To do:
Line by line, print the records exactly, and keep images out of the copy.

☆ ☆ ☆

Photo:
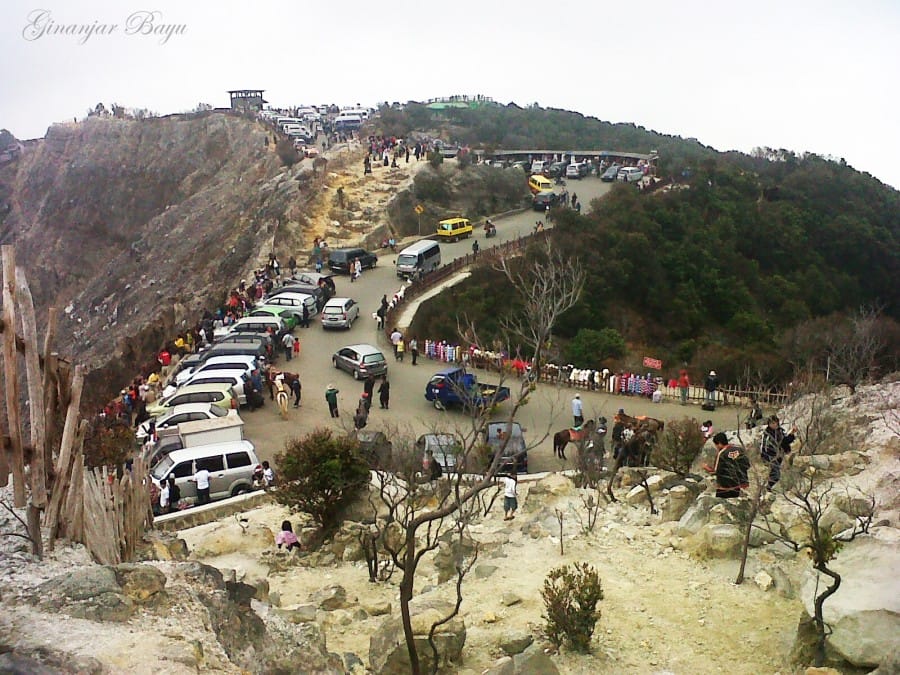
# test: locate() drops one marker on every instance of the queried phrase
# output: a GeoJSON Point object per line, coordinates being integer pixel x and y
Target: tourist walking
{"type": "Point", "coordinates": [331, 393]}
{"type": "Point", "coordinates": [384, 393]}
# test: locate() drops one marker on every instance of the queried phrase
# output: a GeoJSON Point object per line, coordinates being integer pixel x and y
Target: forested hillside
{"type": "Point", "coordinates": [749, 264]}
{"type": "Point", "coordinates": [511, 127]}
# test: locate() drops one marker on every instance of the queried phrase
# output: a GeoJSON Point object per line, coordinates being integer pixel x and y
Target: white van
{"type": "Point", "coordinates": [420, 258]}
{"type": "Point", "coordinates": [257, 324]}
{"type": "Point", "coordinates": [630, 174]}
{"type": "Point", "coordinates": [344, 122]}
{"type": "Point", "coordinates": [230, 467]}
{"type": "Point", "coordinates": [539, 166]}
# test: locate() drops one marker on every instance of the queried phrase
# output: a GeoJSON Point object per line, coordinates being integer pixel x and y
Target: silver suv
{"type": "Point", "coordinates": [339, 313]}
{"type": "Point", "coordinates": [360, 361]}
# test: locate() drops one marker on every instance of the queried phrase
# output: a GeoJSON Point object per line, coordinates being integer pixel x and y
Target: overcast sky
{"type": "Point", "coordinates": [817, 76]}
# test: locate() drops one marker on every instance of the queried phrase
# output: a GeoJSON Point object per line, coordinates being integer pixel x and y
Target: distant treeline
{"type": "Point", "coordinates": [751, 264]}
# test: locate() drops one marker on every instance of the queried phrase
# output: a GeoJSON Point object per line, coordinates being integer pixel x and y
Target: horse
{"type": "Point", "coordinates": [641, 422]}
{"type": "Point", "coordinates": [562, 438]}
{"type": "Point", "coordinates": [281, 396]}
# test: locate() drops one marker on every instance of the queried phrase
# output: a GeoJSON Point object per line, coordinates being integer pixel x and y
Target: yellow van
{"type": "Point", "coordinates": [454, 229]}
{"type": "Point", "coordinates": [538, 183]}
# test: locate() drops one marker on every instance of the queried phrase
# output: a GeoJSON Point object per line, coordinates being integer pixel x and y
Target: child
{"type": "Point", "coordinates": [331, 396]}
{"type": "Point", "coordinates": [286, 537]}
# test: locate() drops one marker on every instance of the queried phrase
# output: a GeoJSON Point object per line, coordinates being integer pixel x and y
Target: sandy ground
{"type": "Point", "coordinates": [662, 611]}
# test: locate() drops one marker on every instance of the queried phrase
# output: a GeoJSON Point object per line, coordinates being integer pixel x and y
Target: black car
{"type": "Point", "coordinates": [375, 447]}
{"type": "Point", "coordinates": [556, 170]}
{"type": "Point", "coordinates": [514, 449]}
{"type": "Point", "coordinates": [322, 294]}
{"type": "Point", "coordinates": [339, 259]}
{"type": "Point", "coordinates": [543, 199]}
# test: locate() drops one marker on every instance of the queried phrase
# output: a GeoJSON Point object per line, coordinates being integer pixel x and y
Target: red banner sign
{"type": "Point", "coordinates": [652, 363]}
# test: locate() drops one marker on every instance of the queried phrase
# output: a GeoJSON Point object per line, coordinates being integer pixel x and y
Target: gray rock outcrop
{"type": "Point", "coordinates": [864, 614]}
{"type": "Point", "coordinates": [387, 647]}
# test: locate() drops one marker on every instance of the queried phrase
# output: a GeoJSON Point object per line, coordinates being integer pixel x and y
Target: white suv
{"type": "Point", "coordinates": [339, 313]}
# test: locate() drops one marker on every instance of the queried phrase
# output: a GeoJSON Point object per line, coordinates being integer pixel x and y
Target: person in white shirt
{"type": "Point", "coordinates": [268, 475]}
{"type": "Point", "coordinates": [510, 502]}
{"type": "Point", "coordinates": [577, 410]}
{"type": "Point", "coordinates": [201, 478]}
{"type": "Point", "coordinates": [164, 497]}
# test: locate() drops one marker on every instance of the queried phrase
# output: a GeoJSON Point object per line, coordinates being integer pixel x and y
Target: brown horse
{"type": "Point", "coordinates": [562, 438]}
{"type": "Point", "coordinates": [650, 424]}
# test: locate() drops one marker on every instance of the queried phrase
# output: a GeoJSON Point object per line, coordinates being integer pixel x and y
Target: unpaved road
{"type": "Point", "coordinates": [410, 413]}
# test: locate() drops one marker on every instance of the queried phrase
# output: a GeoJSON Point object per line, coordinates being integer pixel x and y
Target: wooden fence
{"type": "Point", "coordinates": [438, 276]}
{"type": "Point", "coordinates": [107, 513]}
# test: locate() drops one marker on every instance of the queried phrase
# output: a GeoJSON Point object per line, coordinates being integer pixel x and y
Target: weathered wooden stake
{"type": "Point", "coordinates": [64, 463]}
{"type": "Point", "coordinates": [11, 381]}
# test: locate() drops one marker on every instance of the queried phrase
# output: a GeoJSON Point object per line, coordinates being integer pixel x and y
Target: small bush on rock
{"type": "Point", "coordinates": [319, 474]}
{"type": "Point", "coordinates": [678, 446]}
{"type": "Point", "coordinates": [571, 594]}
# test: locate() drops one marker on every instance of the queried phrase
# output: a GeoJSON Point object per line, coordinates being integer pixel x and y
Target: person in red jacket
{"type": "Point", "coordinates": [684, 385]}
{"type": "Point", "coordinates": [731, 468]}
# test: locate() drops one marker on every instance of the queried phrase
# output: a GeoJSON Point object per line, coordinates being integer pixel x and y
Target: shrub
{"type": "Point", "coordinates": [319, 474]}
{"type": "Point", "coordinates": [589, 348]}
{"type": "Point", "coordinates": [108, 441]}
{"type": "Point", "coordinates": [571, 594]}
{"type": "Point", "coordinates": [678, 446]}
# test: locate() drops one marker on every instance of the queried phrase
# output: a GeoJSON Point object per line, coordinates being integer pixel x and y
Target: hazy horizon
{"type": "Point", "coordinates": [805, 76]}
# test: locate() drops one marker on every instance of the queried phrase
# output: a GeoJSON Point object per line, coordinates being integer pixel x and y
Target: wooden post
{"type": "Point", "coordinates": [35, 393]}
{"type": "Point", "coordinates": [64, 463]}
{"type": "Point", "coordinates": [4, 465]}
{"type": "Point", "coordinates": [11, 381]}
{"type": "Point", "coordinates": [50, 390]}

☆ ☆ ☆

Expected answer:
Photo:
# test: locate() drops one marker on every instance of the queried phrase
# output: a GeoJSON Point object per line, coordinates being integer pixel x and y
Target: tourist walking
{"type": "Point", "coordinates": [331, 393]}
{"type": "Point", "coordinates": [384, 393]}
# test: locate() drops one marker on every instance of the queried phrase
# output: a GeoJSON Point object per line, coordinates being integer pixel x and y
Target: forested hillside
{"type": "Point", "coordinates": [749, 264]}
{"type": "Point", "coordinates": [511, 127]}
# test: locate() drops one marker on every instance of the queried phrase
# output: a GeoJSON Point object per line, coordinates being integer pixel x and y
Target: white van
{"type": "Point", "coordinates": [420, 258]}
{"type": "Point", "coordinates": [257, 324]}
{"type": "Point", "coordinates": [630, 174]}
{"type": "Point", "coordinates": [344, 122]}
{"type": "Point", "coordinates": [230, 467]}
{"type": "Point", "coordinates": [539, 166]}
# test: locate() drops one marker on every instance of the queried phrase
# output: a GeoJSON Point object per line, coordinates being integer pixel x and y
Target: silver suv
{"type": "Point", "coordinates": [339, 313]}
{"type": "Point", "coordinates": [360, 361]}
# test: locate() drops one marker on every instance of the queried phrase
# output: a GeoJSON Point object per line, coordinates being integer pixel x and y
Target: overcast sky
{"type": "Point", "coordinates": [817, 76]}
# test: locate() drops one marker on every instance of the queried phrase
# output: a GeoJSON Point object per line, coordinates being integer pixel x and y
Target: distant treeline
{"type": "Point", "coordinates": [751, 264]}
# test: locate() drops one marker on every instance of the queried phrase
# output: a GeoJSON Point object per line, coordinates being integer pixel x and y
Target: horse
{"type": "Point", "coordinates": [641, 422]}
{"type": "Point", "coordinates": [562, 438]}
{"type": "Point", "coordinates": [281, 396]}
# test: locate() drops one marker on every instance of the queried phrase
# output: a GeoJSON Point object per line, coordinates being integer pixel x and y
Target: yellow van
{"type": "Point", "coordinates": [454, 229]}
{"type": "Point", "coordinates": [538, 183]}
# test: locate() drops one marker on every instance of the queried phrase
# output: a GeoJSON Point object per line, coordinates being integer pixel x and y
Target: child
{"type": "Point", "coordinates": [331, 396]}
{"type": "Point", "coordinates": [286, 537]}
# test: locate() drops one marker on every instance of the queried phrase
# output: a GeoJSON Point object per line, coordinates being integer pixel x and y
Target: sandy ground
{"type": "Point", "coordinates": [662, 611]}
# test: locate() drops one marker on every instance of the queried phrase
# output: a GeoJSON Point object per line, coordinates being integer pixel x and y
Target: black car
{"type": "Point", "coordinates": [375, 447]}
{"type": "Point", "coordinates": [556, 170]}
{"type": "Point", "coordinates": [514, 449]}
{"type": "Point", "coordinates": [322, 294]}
{"type": "Point", "coordinates": [339, 259]}
{"type": "Point", "coordinates": [543, 199]}
# test: locate() drops one marker on every instance of the queried phrase
# output: a GeoJSON Point object per line, coordinates being integer pixel x and y
Target: red banner sign
{"type": "Point", "coordinates": [652, 363]}
# test: locate() drops one marker on every instance of the queried phrase
# output: a GeoJSON Point object per line, coordinates being integer pixel x and y
Target: gray rock outcrop
{"type": "Point", "coordinates": [864, 614]}
{"type": "Point", "coordinates": [387, 647]}
# test: locate() drops one marker on every instance of the queried phrase
# output: a GeoJSON Point object per line, coordinates being integer pixel x and y
Target: white suv
{"type": "Point", "coordinates": [339, 313]}
# test: locate() drops one marker on every instance of the queried phrase
# output: a GeoJSON Point object per line, coordinates being integer pixel x and y
Target: person in white shirt
{"type": "Point", "coordinates": [268, 475]}
{"type": "Point", "coordinates": [510, 502]}
{"type": "Point", "coordinates": [577, 410]}
{"type": "Point", "coordinates": [201, 478]}
{"type": "Point", "coordinates": [164, 497]}
# test: locate() drops one marker on every instance of the queried phrase
# output: a GeoJSON Point object per line, coordinates being integer pixel x and y
Target: brown horse
{"type": "Point", "coordinates": [562, 438]}
{"type": "Point", "coordinates": [650, 424]}
# test: locate() drops one marker on every instance of the queried phrase
# output: a GeoJSON Point object per line, coordinates being integer pixel x and y
Target: unpaved road
{"type": "Point", "coordinates": [410, 413]}
# test: locate() drops one marker on every instance of the queried phrase
# output: a GeoJSON Point object per line, coordinates being integer pixel x and y
Target: wooden fence
{"type": "Point", "coordinates": [438, 276]}
{"type": "Point", "coordinates": [107, 513]}
# test: locate() drops one marker on every instance of the queried phrase
# output: a GeoJSON Point object per line, coordinates being integer pixel x and y
Target: weathered wooden stake
{"type": "Point", "coordinates": [64, 463]}
{"type": "Point", "coordinates": [11, 381]}
# test: locate() drops one marker on every instance of the queried phrase
# output: a GeoJSON Point object per line, coordinates being integer pixel x and y
Target: small bush on rock
{"type": "Point", "coordinates": [319, 474]}
{"type": "Point", "coordinates": [678, 446]}
{"type": "Point", "coordinates": [571, 594]}
# test: locate() drops one marker on every instance of the queried phrase
# output: a GeoJSON Point object per line, coordinates being integer pixel x and y
Target: person in red jacket
{"type": "Point", "coordinates": [684, 385]}
{"type": "Point", "coordinates": [731, 468]}
# test: locate() drops one marker on every instance of the queried phrase
# output: a GeoJSON Point object per line, coordinates being integer pixel x and y
Target: shrub
{"type": "Point", "coordinates": [319, 474]}
{"type": "Point", "coordinates": [589, 348]}
{"type": "Point", "coordinates": [108, 441]}
{"type": "Point", "coordinates": [571, 594]}
{"type": "Point", "coordinates": [678, 446]}
# test: locate() drops one marker on every instance of the queried phrase
# output: a GeoJSON Point object per line, coordinates being integer pixel x and y
Target: hazy horizon
{"type": "Point", "coordinates": [805, 76]}
# test: locate() drops one marker on every instance of the queried phrase
# output: a GeoJSON Point object per line, coordinates being integer pixel x and y
Target: wooden post
{"type": "Point", "coordinates": [35, 393]}
{"type": "Point", "coordinates": [64, 463]}
{"type": "Point", "coordinates": [4, 465]}
{"type": "Point", "coordinates": [11, 381]}
{"type": "Point", "coordinates": [50, 390]}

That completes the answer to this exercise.